## Reading passage
..........

Winner of the New Statesman SPERI Prize in Political Economy 2016


Saturday, 28 June 2014

Understanding the New Classical revolution

In the account of the history of macroeconomic thought I gave here, the New Classical counter revolution was both methodological and ideological in nature. It was successful, I suggested, because too many economists were unhappy with the gulf between the methodology used in much of microeconomics, and the methodology of macroeconomics at the time.

There is a much simpler reading. Just as the original Keynesian revolution was caused by massive empirical failure (the Great Depression), the New Classical revolution was caused by the Keynesian failure of the 1970s: stagflation. An example of this reading is in this piece by the philosopher Alex Rosenberg (HT Diane Coyle). He writes: “Back then it was the New Classical macrotheory that gave the right answers and explained what the matter with the Keynesian models was.”

I just do not think that is right. Stagflation is very easily explained: you just need an ‘accelerationist’ Phillips curve (i.e. where the coefficient on expected inflation is one), plus a period in which monetary policymakers systematically underestimate the natural rate of unemployment. You do not need rational expectations, or any of the other innovations introduced by New Classical economists.

No doubt the inflation of the 1970s made the macroeconomic status quo unattractive. But I do not think the basic appeal of New Classical ideas lay in their better predictive ability. The attraction of rational expectations was not that it explained actual expectations data better than some form of adaptive scheme. Instead it just seemed more consistent with the general idea of rationality that economists used all the time. Ricardian Equivalence was not successful because the data revealed that tax cuts had no impact on consumption - in fact study after study have shown that tax cuts do have a significant impact on consumption.

..........

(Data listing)
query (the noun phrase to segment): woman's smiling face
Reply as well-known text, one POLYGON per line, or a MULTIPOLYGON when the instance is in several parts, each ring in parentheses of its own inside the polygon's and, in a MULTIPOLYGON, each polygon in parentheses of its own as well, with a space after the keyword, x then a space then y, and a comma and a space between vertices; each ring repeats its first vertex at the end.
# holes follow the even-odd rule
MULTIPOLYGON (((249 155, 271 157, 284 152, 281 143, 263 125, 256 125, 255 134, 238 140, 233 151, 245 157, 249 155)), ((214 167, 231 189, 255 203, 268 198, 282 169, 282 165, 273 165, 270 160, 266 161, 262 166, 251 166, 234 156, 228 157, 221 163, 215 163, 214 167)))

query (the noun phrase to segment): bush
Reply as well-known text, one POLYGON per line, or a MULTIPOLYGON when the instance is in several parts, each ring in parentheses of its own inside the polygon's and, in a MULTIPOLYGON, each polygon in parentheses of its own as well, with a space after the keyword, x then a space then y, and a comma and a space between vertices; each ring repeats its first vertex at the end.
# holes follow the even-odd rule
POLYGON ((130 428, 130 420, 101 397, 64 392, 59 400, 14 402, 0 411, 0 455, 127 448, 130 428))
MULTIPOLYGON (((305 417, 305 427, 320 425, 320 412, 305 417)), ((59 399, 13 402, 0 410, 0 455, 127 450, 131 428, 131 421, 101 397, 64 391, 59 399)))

..........

## What you need to do
Rewrite the post on the New Classical revolution between "Winner of the" and "at the time.", inclusive, changing "gulf" to "gap".

## Complete answer
Winner of the New Statesman SPERI Prize in Political Economy 2016


Saturday, 28 June 2014

Understanding the New Classical revolution

In the account of the history of macroeconomic thought I gave here, the New Classical counter revolution was both methodological and ideological in nature. It was successful, I suggested, because too many economists were unhappy with the gap between the methodology used in much of microeconomics, and the methodology of macroeconomics at the time.